• Requirement
Reproduce all of the records exactly.

Referring expression pointing data:
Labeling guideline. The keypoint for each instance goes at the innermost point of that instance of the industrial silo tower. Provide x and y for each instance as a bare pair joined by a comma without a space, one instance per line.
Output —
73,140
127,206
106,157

• Result
Labeling guideline. The keypoint for each instance goes at the innermost point of that instance of the industrial silo tower. Provide x and y for each instance as a bare pair joined by a comma without a space, one instance per line.
Output —
73,140
127,206
106,157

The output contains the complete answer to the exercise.